_Directive_
Return all the data, word for word.

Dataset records
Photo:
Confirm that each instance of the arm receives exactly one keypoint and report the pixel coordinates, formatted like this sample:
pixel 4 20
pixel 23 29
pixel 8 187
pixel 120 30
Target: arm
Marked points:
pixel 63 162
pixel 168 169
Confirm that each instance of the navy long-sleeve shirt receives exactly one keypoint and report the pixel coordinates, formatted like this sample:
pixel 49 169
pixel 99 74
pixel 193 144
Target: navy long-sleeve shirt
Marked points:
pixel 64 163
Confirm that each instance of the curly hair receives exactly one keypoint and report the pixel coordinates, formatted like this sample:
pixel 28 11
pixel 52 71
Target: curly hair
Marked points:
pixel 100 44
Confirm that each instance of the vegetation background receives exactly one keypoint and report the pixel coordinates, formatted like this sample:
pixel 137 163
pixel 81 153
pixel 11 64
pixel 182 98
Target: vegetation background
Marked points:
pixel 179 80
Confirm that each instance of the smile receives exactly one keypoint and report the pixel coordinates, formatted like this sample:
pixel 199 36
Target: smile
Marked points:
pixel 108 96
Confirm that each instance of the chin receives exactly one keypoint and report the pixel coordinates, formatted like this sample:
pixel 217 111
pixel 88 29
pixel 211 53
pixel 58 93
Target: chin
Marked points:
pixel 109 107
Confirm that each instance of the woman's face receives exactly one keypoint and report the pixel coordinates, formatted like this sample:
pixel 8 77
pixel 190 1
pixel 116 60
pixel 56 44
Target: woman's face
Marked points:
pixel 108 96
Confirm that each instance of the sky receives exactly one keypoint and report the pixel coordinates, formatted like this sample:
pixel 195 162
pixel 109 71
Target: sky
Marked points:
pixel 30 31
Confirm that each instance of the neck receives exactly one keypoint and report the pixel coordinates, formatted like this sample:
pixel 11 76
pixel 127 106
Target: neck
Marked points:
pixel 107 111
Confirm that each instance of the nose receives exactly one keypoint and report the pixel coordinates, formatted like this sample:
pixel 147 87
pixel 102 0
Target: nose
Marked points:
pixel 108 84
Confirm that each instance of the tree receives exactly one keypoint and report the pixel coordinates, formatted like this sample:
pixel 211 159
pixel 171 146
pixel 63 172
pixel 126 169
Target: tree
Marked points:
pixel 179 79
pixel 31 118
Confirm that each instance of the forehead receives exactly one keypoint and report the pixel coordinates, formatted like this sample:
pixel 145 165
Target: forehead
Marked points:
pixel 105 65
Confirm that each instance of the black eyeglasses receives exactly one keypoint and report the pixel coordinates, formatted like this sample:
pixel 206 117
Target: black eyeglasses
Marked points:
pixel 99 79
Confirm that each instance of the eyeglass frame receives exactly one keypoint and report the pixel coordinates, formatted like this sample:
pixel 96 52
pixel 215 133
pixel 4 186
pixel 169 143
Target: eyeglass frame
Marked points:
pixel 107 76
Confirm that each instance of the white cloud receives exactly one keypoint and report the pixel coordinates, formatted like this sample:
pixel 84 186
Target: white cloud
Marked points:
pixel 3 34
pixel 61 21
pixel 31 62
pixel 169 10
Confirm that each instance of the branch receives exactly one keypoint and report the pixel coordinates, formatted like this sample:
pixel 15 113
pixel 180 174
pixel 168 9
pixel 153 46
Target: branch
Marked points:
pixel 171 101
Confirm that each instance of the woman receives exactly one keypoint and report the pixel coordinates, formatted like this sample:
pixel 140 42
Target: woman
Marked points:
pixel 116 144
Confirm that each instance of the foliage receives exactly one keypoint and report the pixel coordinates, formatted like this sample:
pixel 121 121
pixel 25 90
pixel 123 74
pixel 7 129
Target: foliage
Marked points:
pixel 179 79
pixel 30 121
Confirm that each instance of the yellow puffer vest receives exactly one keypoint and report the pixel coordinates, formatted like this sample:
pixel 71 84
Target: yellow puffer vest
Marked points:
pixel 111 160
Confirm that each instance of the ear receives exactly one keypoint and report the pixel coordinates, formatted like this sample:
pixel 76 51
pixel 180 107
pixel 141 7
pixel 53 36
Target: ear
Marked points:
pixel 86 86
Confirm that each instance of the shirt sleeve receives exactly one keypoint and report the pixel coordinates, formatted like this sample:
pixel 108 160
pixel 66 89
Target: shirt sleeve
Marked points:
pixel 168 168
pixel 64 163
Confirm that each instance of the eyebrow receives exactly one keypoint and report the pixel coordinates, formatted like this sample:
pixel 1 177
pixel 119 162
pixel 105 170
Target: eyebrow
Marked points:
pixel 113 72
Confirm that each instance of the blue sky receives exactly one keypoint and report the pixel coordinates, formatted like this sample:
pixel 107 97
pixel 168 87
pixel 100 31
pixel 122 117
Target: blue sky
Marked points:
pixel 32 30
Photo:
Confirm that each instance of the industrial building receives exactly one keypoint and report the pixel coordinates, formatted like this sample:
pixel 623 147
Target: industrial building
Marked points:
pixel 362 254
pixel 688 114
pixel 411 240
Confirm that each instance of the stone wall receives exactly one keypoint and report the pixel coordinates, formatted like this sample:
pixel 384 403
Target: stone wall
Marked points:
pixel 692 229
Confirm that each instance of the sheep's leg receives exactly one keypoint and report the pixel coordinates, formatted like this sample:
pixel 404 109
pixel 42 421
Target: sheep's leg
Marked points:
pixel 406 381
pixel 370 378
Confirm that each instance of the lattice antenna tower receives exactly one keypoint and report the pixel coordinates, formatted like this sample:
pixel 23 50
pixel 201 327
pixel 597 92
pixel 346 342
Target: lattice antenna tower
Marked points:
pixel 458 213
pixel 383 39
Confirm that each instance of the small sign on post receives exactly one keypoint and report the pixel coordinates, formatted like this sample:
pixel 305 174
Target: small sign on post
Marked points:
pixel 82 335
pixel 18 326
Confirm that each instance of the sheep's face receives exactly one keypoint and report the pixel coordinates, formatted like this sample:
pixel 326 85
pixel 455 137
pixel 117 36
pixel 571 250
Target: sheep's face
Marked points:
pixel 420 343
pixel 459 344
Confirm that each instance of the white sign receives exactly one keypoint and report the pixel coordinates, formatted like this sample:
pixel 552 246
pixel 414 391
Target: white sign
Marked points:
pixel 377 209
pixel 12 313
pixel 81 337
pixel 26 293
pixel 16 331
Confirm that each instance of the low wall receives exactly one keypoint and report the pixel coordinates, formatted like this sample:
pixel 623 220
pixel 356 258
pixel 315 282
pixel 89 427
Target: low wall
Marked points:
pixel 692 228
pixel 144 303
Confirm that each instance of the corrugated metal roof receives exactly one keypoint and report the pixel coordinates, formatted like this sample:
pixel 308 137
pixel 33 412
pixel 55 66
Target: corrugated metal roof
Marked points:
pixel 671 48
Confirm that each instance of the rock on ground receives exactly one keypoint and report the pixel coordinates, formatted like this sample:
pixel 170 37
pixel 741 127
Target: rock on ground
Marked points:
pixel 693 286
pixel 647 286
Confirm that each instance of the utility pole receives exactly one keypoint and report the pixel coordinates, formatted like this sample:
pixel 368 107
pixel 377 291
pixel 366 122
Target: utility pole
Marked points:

_Exercise result_
Photo:
Confirm that each instance of the arm receives exactly one keypoint and report the pixel coordinates, formatted like this sample:
pixel 4 20
pixel 23 29
pixel 8 187
pixel 120 30
Target: arm
Marked points:
pixel 63 162
pixel 168 169
Confirm that each instance of the navy long-sleeve shirt receives exactly one keypoint and report the pixel coordinates, formatted like this sample:
pixel 49 169
pixel 99 74
pixel 193 144
Target: navy long-sleeve shirt
Marked points:
pixel 64 163
Confirm that each instance of the curly hair receives exactly one keypoint and report the pixel coordinates, formatted like this sample:
pixel 28 11
pixel 52 71
Target: curly hair
Marked points:
pixel 100 44
Confirm that each instance of the vegetation background receives exactly one keypoint and report the pixel coordinates, formatted like this sample:
pixel 137 163
pixel 81 153
pixel 11 64
pixel 182 98
Target: vegetation background
Marked points:
pixel 179 80
Confirm that each instance of the smile receives exactly one keypoint and report the pixel coordinates, formatted like this sample:
pixel 199 36
Target: smile
Marked points:
pixel 108 96
Confirm that each instance of the chin receives exactly one keypoint and report the pixel coordinates, formatted like this sample:
pixel 217 111
pixel 88 29
pixel 211 53
pixel 58 93
Target: chin
Marked points:
pixel 109 107
Confirm that each instance of the woman's face receives exactly one keypoint and report the pixel coordinates, formatted like this sample:
pixel 8 77
pixel 190 1
pixel 116 60
pixel 56 44
Target: woman's face
Marked points:
pixel 108 96
Confirm that each instance of the sky receives exactly one keypoint and report the pixel coordinates, formatted like this sample:
pixel 195 162
pixel 109 71
Target: sky
Marked points:
pixel 30 31
Confirm that each instance of the neck receives exactly one keypoint and report the pixel coordinates, formatted like this sample:
pixel 11 76
pixel 127 106
Target: neck
Marked points:
pixel 107 111
Confirm that each instance of the nose receives exactly one keypoint and report the pixel coordinates, formatted like this sample:
pixel 147 87
pixel 102 0
Target: nose
Marked points:
pixel 108 84
Confirm that each instance of the tree receives exactly one keypoint and report the pixel coordinates, formatted like this sample:
pixel 211 159
pixel 171 146
pixel 63 172
pixel 126 169
Target: tree
Marked points:
pixel 179 79
pixel 31 118
Confirm that each instance of the forehead receives exactly one keypoint and report the pixel coordinates, formatted like this sample:
pixel 145 165
Target: forehead
Marked points:
pixel 105 65
Confirm that each instance of the black eyeglasses receives exactly one keypoint and report the pixel coordinates, formatted like this sample:
pixel 206 117
Target: black eyeglasses
Marked points:
pixel 99 79
Confirm that each instance of the eyeglass frame receives exactly one keypoint and report the pixel coordinates, formatted like this sample:
pixel 96 52
pixel 215 133
pixel 4 186
pixel 169 143
Target: eyeglass frame
Marked points:
pixel 107 76
Confirm that each instance of the white cloud receives exactly one keypoint and report the pixel coordinates, formatted like this sample:
pixel 84 186
Target: white cloud
Marked points:
pixel 3 34
pixel 61 21
pixel 31 62
pixel 169 10
Confirm that each instance of the branch receives exactly one keypoint and report the pixel coordinates, formatted like this sample:
pixel 15 113
pixel 180 174
pixel 168 9
pixel 153 46
Target: branch
Marked points:
pixel 171 101
Confirm that each instance of the woman receives exactly one keypoint and report the pixel coordinates, formatted like this sample:
pixel 140 42
Target: woman
Marked points:
pixel 116 144
Confirm that each instance of the foliage receives exactly one keypoint and report the pixel coordinates, formatted like this sample:
pixel 121 121
pixel 25 90
pixel 123 74
pixel 7 129
Target: foliage
Marked points:
pixel 179 79
pixel 30 121
Confirm that each instance of the yellow puffer vest receives exactly one keypoint and report the pixel coordinates, formatted like this sample:
pixel 71 84
Target: yellow puffer vest
Marked points:
pixel 111 160
Confirm that each instance of the ear receives exactly one keypoint and report the pixel coordinates, formatted like this sample:
pixel 76 51
pixel 180 107
pixel 141 7
pixel 53 36
Target: ear
Marked points:
pixel 86 86
Confirm that each instance of the shirt sleeve receives exactly one keypoint and report the pixel coordinates, formatted like this sample:
pixel 108 160
pixel 66 89
Target: shirt sleeve
Marked points:
pixel 168 168
pixel 64 163
Confirm that each instance of the eyebrow receives exactly one keypoint and report the pixel coordinates, formatted like this sample:
pixel 1 177
pixel 119 162
pixel 105 170
Target: eyebrow
Marked points:
pixel 113 72
Confirm that each instance of the blue sky receives exactly one keypoint and report the pixel coordinates, formatted like this sample:
pixel 107 97
pixel 168 87
pixel 100 31
pixel 122 117
Target: blue sky
Marked points:
pixel 32 30
Photo:
Confirm that each instance of the industrial building receives exactly one keypoint and report the pixel coordinates, formatted like this sample:
pixel 623 147
Target: industrial building
Marked points:
pixel 362 254
pixel 688 114
pixel 411 240
Confirm that each instance of the stone wall receives exactly one keypoint and report the pixel coordinates, formatted like this sample:
pixel 384 403
Target: stone wall
Marked points:
pixel 692 229
Confirm that each instance of the sheep's leg receives exactly one keypoint and report the pixel coordinates, formatted like this sample:
pixel 404 109
pixel 42 421
Target: sheep's leg
Marked points:
pixel 406 381
pixel 370 378
Confirm that each instance of the lattice antenna tower receives exactly one keypoint and report the pixel coordinates, formatted like this sample:
pixel 23 50
pixel 201 327
pixel 597 92
pixel 346 342
Target: lattice antenna tower
Marked points:
pixel 458 213
pixel 383 39
Confirm that each instance of the small sign on post receives exactly one keypoint and report the pixel coordinates, formatted like this sample:
pixel 305 174
Target: small sign on post
Marked points:
pixel 82 335
pixel 18 326
Confirm that each instance of the sheep's face receives exactly one keypoint and report the pixel coordinates, formatted like this sample:
pixel 326 85
pixel 455 137
pixel 117 36
pixel 571 250
Target: sheep's face
Marked points:
pixel 420 343
pixel 459 344
Confirm that each instance of the white sign receives exactly one keypoint and report the pixel coordinates, formatted like this sample:
pixel 552 246
pixel 414 391
Target: white sign
Marked points:
pixel 377 209
pixel 12 313
pixel 81 337
pixel 26 293
pixel 16 331
Confirm that each instance of the low wall receives exactly one keypoint and report the pixel coordinates, formatted like this sample:
pixel 623 220
pixel 356 258
pixel 315 282
pixel 89 427
Target: low wall
Marked points:
pixel 692 228
pixel 144 303
Confirm that each instance of the corrugated metal roof receives exactly one keypoint and report the pixel coordinates, formatted like this sample:
pixel 308 137
pixel 33 412
pixel 55 66
Target: corrugated metal roof
Marked points:
pixel 671 48
Confirm that each instance of the rock on ground receives exactly one keypoint and report the pixel coordinates, formatted like this sample:
pixel 170 37
pixel 741 127
Target: rock on ground
Marked points:
pixel 693 286
pixel 647 286
Confirm that each instance of the utility pole receives exactly one keypoint and report the pixel coordinates, formatted like this sample:
pixel 368 107
pixel 377 291
pixel 366 122
Target: utility pole
Marked points:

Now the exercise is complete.